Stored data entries
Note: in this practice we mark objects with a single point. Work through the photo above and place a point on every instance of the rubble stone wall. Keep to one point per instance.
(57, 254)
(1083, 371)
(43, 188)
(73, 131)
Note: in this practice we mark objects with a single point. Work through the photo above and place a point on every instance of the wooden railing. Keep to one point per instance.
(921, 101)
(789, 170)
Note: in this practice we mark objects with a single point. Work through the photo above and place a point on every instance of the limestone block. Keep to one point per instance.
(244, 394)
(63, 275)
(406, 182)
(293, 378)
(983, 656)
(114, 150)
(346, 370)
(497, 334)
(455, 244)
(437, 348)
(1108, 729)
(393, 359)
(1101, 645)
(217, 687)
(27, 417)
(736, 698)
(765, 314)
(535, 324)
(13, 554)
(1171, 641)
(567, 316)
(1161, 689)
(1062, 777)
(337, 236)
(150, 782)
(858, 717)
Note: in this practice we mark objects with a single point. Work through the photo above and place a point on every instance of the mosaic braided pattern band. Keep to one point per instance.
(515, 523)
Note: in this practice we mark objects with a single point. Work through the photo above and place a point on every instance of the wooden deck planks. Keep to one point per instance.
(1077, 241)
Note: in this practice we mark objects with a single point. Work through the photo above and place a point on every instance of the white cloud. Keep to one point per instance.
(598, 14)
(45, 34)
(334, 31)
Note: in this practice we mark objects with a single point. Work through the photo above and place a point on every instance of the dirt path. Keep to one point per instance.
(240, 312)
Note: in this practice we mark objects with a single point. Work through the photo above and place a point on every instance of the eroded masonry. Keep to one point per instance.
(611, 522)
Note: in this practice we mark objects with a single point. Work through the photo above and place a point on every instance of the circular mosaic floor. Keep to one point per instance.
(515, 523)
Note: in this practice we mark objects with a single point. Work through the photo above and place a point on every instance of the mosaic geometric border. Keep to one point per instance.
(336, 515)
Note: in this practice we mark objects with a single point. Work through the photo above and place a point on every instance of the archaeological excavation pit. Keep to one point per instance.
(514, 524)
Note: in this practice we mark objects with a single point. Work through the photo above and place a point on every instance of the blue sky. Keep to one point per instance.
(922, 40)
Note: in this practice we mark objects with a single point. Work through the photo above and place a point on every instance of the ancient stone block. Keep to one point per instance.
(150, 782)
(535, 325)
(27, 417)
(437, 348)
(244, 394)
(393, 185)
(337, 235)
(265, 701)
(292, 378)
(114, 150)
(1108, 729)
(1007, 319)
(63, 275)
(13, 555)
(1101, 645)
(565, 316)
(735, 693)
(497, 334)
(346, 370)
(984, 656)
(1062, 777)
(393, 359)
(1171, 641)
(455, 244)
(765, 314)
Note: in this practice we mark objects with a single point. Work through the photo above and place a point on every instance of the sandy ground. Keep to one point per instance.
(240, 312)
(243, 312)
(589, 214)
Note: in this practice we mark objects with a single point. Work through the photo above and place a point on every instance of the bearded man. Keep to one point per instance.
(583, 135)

# Given request:
Make a verbatim copy of every entry shown above.

# Solution to this problem:
Note: in this practice we mark objects with a single point. Work through the photo above and place a point on every instance of the rubble stone wall. Keep to one point per instance.
(57, 254)
(1083, 371)
(43, 188)
(73, 131)
Note: in this practice we mark objects with a single point. Work through the photo above and place a point on every instance of the wooden railing. Keep to one point per instance.
(921, 101)
(789, 170)
Note: in this practice we mark objects with a single point. Work through the photo above and place a point on every instance of the limestone block. Keep to one point per instance.
(244, 394)
(63, 275)
(406, 182)
(293, 378)
(983, 656)
(114, 150)
(346, 370)
(497, 334)
(455, 244)
(437, 348)
(1108, 729)
(393, 359)
(1101, 645)
(217, 687)
(27, 417)
(736, 698)
(765, 314)
(535, 324)
(13, 554)
(1171, 641)
(567, 316)
(1161, 689)
(1062, 777)
(337, 236)
(150, 782)
(858, 717)
Note: in this practice we mark objects with a single point. Work through the photo above and place a point on every instance of the mosaic braided pattern band. Keep to one point per instance.
(515, 523)
Note: in this practice we mark objects with a single point. Work through the photo above and place a point on every instance of the wooden deck planks. Keep to one point per instance.
(1077, 241)
Note: in this practice we mark objects with a single point. Work through the photo above and place a point on every instance of the white cloud. Keep to one point per instance.
(598, 14)
(45, 34)
(334, 31)
Note: in this practice we mark objects with a single point. Work through the photo above and place a point on every instance of the dirt path. Keep to one point per instance.
(240, 312)
Note: in this practice we mark objects with a single point. Work through the photo above and place a point on every instance of the eroded masonry. Keep to one point per instance.
(611, 522)
Note: in this practice we mark objects with a single point. Work through the photo above and place a point on every instance of the circular mosaic floor. Keep to one point per instance.
(515, 523)
Note: in this practice we mark objects with a single point. Work through the photo above and place a point on every instance of the mosaic geometric border. Keep to one point per instance.
(336, 515)
Note: in this practice we mark objects with a single point. Work through the photo above and place a point on every instance of the archaeological excavation pit. Keep to one point per instance.
(514, 524)
Note: in this practice we mark objects with a single point. Work through the photo above and place a point on every instance of the blue sky. Keep to one point per instance.
(922, 40)
Note: in this practice we mark objects with a single point. Work through the photo above and place a point on every instance of the ancient stone block. Keep to one point per instance.
(150, 782)
(535, 325)
(27, 417)
(437, 348)
(244, 394)
(393, 185)
(337, 235)
(265, 701)
(292, 378)
(114, 150)
(1108, 729)
(1007, 319)
(63, 275)
(13, 555)
(1101, 645)
(565, 316)
(735, 693)
(497, 334)
(346, 370)
(984, 656)
(1062, 777)
(393, 359)
(1171, 641)
(455, 244)
(765, 314)
Note: in this practice we mark objects with a single point. Work through the photo above and place a point on every instance of the sandy ground. Keep to one point per instance.
(240, 312)
(243, 312)
(589, 214)
Note: in this practice we mark objects with a single point. Work through the photo above and place a point on every instance of the bearded man. Keep to one point per instance.
(583, 135)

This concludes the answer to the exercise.